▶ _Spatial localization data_

_ _ _ _

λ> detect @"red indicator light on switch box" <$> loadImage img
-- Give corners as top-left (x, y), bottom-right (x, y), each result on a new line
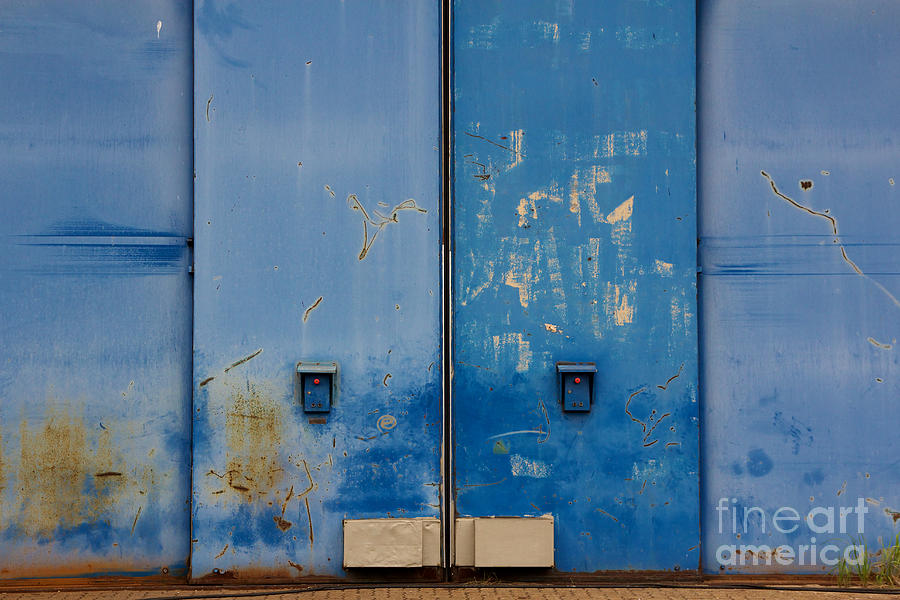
top-left (313, 378), bottom-right (320, 385)
top-left (574, 377), bottom-right (581, 384)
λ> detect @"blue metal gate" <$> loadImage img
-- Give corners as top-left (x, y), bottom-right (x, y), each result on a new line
top-left (190, 0), bottom-right (444, 581)
top-left (452, 0), bottom-right (700, 574)
top-left (698, 0), bottom-right (900, 575)
top-left (0, 0), bottom-right (193, 579)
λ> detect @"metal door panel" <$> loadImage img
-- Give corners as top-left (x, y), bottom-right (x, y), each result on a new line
top-left (699, 0), bottom-right (900, 574)
top-left (191, 1), bottom-right (443, 580)
top-left (452, 0), bottom-right (699, 573)
top-left (0, 0), bottom-right (193, 579)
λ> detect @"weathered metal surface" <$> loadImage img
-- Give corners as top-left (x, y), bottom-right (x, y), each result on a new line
top-left (191, 0), bottom-right (443, 581)
top-left (0, 0), bottom-right (193, 579)
top-left (698, 0), bottom-right (900, 574)
top-left (452, 0), bottom-right (699, 573)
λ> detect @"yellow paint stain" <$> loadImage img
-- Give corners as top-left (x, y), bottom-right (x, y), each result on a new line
top-left (654, 260), bottom-right (674, 276)
top-left (517, 195), bottom-right (538, 227)
top-left (492, 333), bottom-right (532, 373)
top-left (605, 196), bottom-right (634, 224)
top-left (544, 323), bottom-right (562, 333)
top-left (568, 171), bottom-right (581, 226)
top-left (604, 282), bottom-right (636, 327)
top-left (505, 270), bottom-right (530, 308)
top-left (591, 166), bottom-right (612, 184)
top-left (508, 129), bottom-right (525, 170)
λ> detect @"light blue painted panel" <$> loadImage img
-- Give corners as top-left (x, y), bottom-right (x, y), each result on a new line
top-left (0, 0), bottom-right (193, 579)
top-left (191, 1), bottom-right (443, 580)
top-left (452, 0), bottom-right (699, 573)
top-left (699, 0), bottom-right (900, 574)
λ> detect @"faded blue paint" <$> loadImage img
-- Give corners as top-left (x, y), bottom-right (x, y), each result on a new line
top-left (452, 0), bottom-right (699, 573)
top-left (699, 0), bottom-right (900, 574)
top-left (0, 0), bottom-right (192, 579)
top-left (191, 1), bottom-right (443, 580)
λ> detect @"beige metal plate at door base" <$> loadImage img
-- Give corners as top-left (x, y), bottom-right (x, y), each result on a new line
top-left (455, 516), bottom-right (554, 567)
top-left (343, 518), bottom-right (441, 568)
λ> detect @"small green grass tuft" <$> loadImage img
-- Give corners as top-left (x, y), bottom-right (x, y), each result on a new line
top-left (833, 534), bottom-right (900, 587)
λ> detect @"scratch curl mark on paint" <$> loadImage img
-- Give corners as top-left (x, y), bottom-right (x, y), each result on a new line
top-left (199, 376), bottom-right (215, 388)
top-left (624, 388), bottom-right (648, 432)
top-left (464, 131), bottom-right (526, 157)
top-left (302, 297), bottom-right (323, 323)
top-left (223, 348), bottom-right (263, 372)
top-left (837, 481), bottom-right (847, 496)
top-left (462, 478), bottom-right (507, 488)
top-left (376, 414), bottom-right (397, 433)
top-left (867, 337), bottom-right (893, 350)
top-left (206, 95), bottom-right (213, 122)
top-left (347, 194), bottom-right (427, 260)
top-left (214, 544), bottom-right (228, 559)
top-left (595, 508), bottom-right (618, 522)
top-left (382, 373), bottom-right (392, 387)
top-left (131, 506), bottom-right (142, 535)
top-left (538, 398), bottom-right (551, 444)
top-left (657, 363), bottom-right (685, 390)
top-left (762, 171), bottom-right (900, 310)
top-left (304, 497), bottom-right (313, 546)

_ _ _ _

▶ _Exercise_
In how many lines of the data does the string "metal" appear? Give only the number.

▶ _Your solution_
4